<<<<

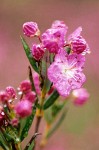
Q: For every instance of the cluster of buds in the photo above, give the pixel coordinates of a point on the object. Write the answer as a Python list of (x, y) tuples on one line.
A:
[(66, 70), (19, 110), (58, 63)]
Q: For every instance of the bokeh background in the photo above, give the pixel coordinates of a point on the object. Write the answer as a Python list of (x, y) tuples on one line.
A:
[(80, 130)]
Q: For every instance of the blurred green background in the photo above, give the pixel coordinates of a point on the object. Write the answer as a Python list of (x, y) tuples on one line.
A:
[(80, 130)]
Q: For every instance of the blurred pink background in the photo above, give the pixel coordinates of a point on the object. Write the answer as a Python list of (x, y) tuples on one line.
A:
[(80, 130)]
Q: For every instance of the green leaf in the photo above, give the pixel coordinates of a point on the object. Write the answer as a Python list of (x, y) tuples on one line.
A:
[(31, 144), (26, 124), (45, 63), (52, 112), (31, 147), (28, 54), (51, 99), (57, 124), (11, 134), (3, 142)]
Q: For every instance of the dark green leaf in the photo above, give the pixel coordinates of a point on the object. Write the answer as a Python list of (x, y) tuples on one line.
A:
[(3, 142), (11, 134), (31, 146), (28, 54), (44, 66), (51, 99), (26, 124), (57, 124), (52, 112)]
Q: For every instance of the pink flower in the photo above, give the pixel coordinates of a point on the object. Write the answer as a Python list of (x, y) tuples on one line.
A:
[(11, 92), (37, 51), (25, 86), (77, 42), (30, 29), (31, 96), (36, 82), (59, 24), (54, 38), (66, 72), (4, 97), (80, 96), (23, 108), (14, 122)]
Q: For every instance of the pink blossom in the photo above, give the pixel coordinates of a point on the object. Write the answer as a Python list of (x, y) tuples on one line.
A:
[(66, 72), (59, 24), (37, 51), (80, 96), (77, 43), (14, 122), (30, 96), (23, 108), (11, 92), (30, 29), (25, 86), (36, 82), (54, 38), (4, 97)]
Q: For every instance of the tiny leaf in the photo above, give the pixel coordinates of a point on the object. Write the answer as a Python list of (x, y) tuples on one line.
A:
[(26, 124), (58, 123), (51, 99)]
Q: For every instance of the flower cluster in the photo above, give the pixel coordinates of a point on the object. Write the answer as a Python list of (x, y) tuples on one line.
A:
[(10, 112), (66, 70), (58, 63)]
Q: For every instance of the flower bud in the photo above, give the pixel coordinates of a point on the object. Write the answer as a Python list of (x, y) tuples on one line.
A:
[(23, 108), (59, 24), (11, 92), (4, 97), (36, 82), (25, 86), (78, 45), (30, 29), (37, 51), (80, 96), (14, 122), (31, 96)]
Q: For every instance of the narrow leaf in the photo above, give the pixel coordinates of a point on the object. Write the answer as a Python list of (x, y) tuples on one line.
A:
[(57, 125), (31, 146), (27, 124), (28, 54), (3, 142), (51, 99)]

>>>>

Using the records above, select and copy every line that has the word "green".

Task solution
Q: For every instance of the blurred green background in the photo above, give the pixel coordinates of a point on the object. Write the answer as a Python list of (x, y) tuples on one line.
Q: For every instance of the green leaf in the photo above, give the pixel coordinates of a point on the object. Write the answer as a Python list of (x, y) tuples on one line.
Q: For every instance of the dark green leaf in the photo above, give the pixel coordinates of a point on the object. Write the answer as a Python list of (x, y) tuples on one line.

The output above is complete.